Written exercise =
Rewrite every row below, swapping "POST /point" for "PUT /point" and leaving everything else the same.

Working data =
— Begin —
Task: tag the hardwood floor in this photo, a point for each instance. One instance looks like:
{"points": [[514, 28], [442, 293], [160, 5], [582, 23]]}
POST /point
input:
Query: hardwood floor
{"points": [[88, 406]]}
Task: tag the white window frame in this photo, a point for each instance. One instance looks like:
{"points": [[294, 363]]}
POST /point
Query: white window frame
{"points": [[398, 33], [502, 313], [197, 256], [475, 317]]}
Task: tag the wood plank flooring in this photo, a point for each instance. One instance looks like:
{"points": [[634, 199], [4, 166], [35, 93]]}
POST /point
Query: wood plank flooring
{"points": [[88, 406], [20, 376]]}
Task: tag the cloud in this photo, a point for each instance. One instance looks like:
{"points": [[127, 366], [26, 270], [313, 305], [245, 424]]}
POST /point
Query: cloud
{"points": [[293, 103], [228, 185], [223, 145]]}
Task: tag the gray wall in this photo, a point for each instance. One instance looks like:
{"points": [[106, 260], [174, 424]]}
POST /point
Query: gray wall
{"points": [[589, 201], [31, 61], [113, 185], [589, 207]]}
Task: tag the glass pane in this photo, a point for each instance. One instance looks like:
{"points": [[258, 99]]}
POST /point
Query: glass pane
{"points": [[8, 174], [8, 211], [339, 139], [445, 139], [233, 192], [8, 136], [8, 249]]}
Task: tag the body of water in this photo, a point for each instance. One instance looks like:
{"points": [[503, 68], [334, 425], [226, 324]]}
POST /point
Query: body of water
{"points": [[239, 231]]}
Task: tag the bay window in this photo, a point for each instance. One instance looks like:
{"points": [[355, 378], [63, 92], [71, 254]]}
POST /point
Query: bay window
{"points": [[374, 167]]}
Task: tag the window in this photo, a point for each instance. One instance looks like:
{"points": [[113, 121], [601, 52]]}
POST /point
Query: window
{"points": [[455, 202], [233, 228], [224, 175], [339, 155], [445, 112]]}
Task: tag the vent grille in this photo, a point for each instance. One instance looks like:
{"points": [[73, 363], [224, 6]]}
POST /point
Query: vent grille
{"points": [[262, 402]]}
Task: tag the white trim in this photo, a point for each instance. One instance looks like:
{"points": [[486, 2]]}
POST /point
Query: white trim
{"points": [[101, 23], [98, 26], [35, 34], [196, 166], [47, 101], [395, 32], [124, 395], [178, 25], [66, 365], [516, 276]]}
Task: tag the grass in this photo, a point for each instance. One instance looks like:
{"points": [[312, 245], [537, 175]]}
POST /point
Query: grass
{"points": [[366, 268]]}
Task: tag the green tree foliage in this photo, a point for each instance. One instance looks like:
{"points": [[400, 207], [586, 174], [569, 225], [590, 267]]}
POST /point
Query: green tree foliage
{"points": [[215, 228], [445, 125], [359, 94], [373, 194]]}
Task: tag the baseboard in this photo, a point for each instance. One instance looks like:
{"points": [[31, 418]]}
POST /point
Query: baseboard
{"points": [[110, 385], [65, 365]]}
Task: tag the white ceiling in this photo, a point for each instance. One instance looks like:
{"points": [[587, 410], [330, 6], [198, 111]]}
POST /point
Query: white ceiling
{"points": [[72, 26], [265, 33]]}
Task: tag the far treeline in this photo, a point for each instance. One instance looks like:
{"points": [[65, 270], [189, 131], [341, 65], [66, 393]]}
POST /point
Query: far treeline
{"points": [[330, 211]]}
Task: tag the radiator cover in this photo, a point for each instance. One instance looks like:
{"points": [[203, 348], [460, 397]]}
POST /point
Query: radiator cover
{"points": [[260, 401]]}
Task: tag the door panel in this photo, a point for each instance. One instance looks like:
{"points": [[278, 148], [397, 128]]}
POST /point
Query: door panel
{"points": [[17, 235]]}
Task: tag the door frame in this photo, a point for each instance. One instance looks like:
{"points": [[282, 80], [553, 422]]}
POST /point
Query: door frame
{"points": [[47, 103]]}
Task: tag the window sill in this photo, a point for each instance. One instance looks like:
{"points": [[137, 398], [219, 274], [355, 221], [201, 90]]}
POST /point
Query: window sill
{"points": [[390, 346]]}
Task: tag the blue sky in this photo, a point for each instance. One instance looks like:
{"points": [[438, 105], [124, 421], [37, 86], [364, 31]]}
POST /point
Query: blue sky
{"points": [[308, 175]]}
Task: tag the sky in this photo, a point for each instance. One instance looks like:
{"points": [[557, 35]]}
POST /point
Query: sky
— End —
Exercise solution =
Task: tag the hardwood floor in this photo, a point for each instance. One instance looks like:
{"points": [[514, 28], [442, 293], [160, 5], [582, 23]]}
PUT /point
input:
Query: hardwood floor
{"points": [[88, 406]]}
Task: tag the white window frame in this photo, a point for each instance. One instance looks like:
{"points": [[294, 363]]}
PUT /point
Query: white window frame
{"points": [[398, 33], [502, 313], [197, 256], [475, 317]]}
Task: tag the wood plank flooring in this photo, a point for each instance. One instance looks like:
{"points": [[634, 199], [4, 166], [35, 93]]}
PUT /point
Query: wood plank flooring
{"points": [[88, 406], [20, 376]]}
Task: tag the cloud in this photo, a point for each instance. One instance looks like:
{"points": [[127, 366], [26, 270], [313, 305], [245, 424]]}
PUT /point
Query: cloud
{"points": [[293, 103], [228, 185], [223, 145]]}
Task: tag the gray wall in this photo, a point for each instance. One instance looks like:
{"points": [[106, 260], [174, 424]]}
PUT /point
Query: gray wall
{"points": [[589, 201], [31, 61], [113, 185], [589, 207]]}
Task: tag the glass pane in this photo, a point for each instance. One instance looks like:
{"points": [[258, 99]]}
PUT /point
Query: glass pane
{"points": [[8, 174], [8, 211], [339, 139], [445, 139], [233, 192], [8, 136], [8, 249]]}
Task: tag the body of water in this photo, a point for each instance. One instance looks like:
{"points": [[503, 68], [334, 425], [226, 324]]}
PUT /point
Query: body of water
{"points": [[239, 231]]}
Task: tag the bay window in this photo, a point for each instance. One instance looks like:
{"points": [[355, 378], [63, 92], [71, 254]]}
PUT /point
Query: bay window
{"points": [[374, 167]]}
Task: tag the window in this photo, a point for each instance. One instance looks like:
{"points": [[113, 121], [601, 52]]}
PUT /point
Query: window
{"points": [[455, 202], [233, 228], [224, 175], [339, 155], [445, 112]]}
Task: tag the vent grille in this photo, a point for each instance. One instance looks like:
{"points": [[73, 363], [224, 6]]}
PUT /point
Query: vent grille
{"points": [[262, 402]]}
Task: tag the white trim in this photo, a point for each instance. One instance looks like:
{"points": [[486, 2]]}
PUT /point
Query: white trim
{"points": [[101, 23], [98, 26], [35, 34], [196, 166], [47, 101], [395, 32], [124, 395], [178, 25], [66, 365], [516, 276]]}
Task: tag the grass in this photo, a point for each instance. One instance looks like:
{"points": [[312, 245], [537, 175]]}
PUT /point
Query: grass
{"points": [[366, 268]]}
Task: tag the green tree foliage in this photo, a point for each instance. One instance looks like:
{"points": [[400, 207], [586, 174], [569, 225], [590, 267]]}
PUT /point
Query: green tree foliage
{"points": [[215, 228], [445, 125], [359, 94], [373, 194]]}
Task: tag the baseboard in this photo, a point for each instance. One instance looks like:
{"points": [[31, 418]]}
PUT /point
Query: baseboard
{"points": [[110, 385], [65, 365]]}
Task: tag the white ceiling in this photo, a point for each instance. One instance looks like:
{"points": [[587, 410], [330, 6], [198, 111]]}
PUT /point
Query: white ceiling
{"points": [[72, 26], [265, 33]]}
Task: tag the far treeline in this photo, a point for each instance. One instance looks like:
{"points": [[65, 270], [189, 131], [341, 65], [66, 393]]}
PUT /point
Query: far treeline
{"points": [[330, 211]]}
Task: tag the radiator cover in this photo, a point for each instance. One instance looks like:
{"points": [[203, 348], [460, 397]]}
PUT /point
Query: radiator cover
{"points": [[260, 401]]}
Task: tag the door panel in this photo, a point for each instance. One instance looks like:
{"points": [[278, 148], [397, 128]]}
PUT /point
Query: door panel
{"points": [[17, 235]]}
Task: tag the door frame in this photo, a point for each instance. One instance looks like:
{"points": [[282, 80], [553, 422]]}
PUT /point
Query: door frame
{"points": [[47, 103]]}
Task: tag the window sill in this photo, a point for each instance. One instance looks like:
{"points": [[137, 398], [219, 274], [355, 221], [201, 90]]}
PUT /point
Query: window sill
{"points": [[390, 346]]}
Task: tag the blue sky in this photo, a point for each instance. One instance looks like:
{"points": [[438, 105], [124, 421], [37, 86], [364, 31]]}
PUT /point
Query: blue sky
{"points": [[308, 175]]}
Task: tag the sky in this photo, a point for each instance. One instance looks like:
{"points": [[557, 35]]}
PUT /point
Query: sky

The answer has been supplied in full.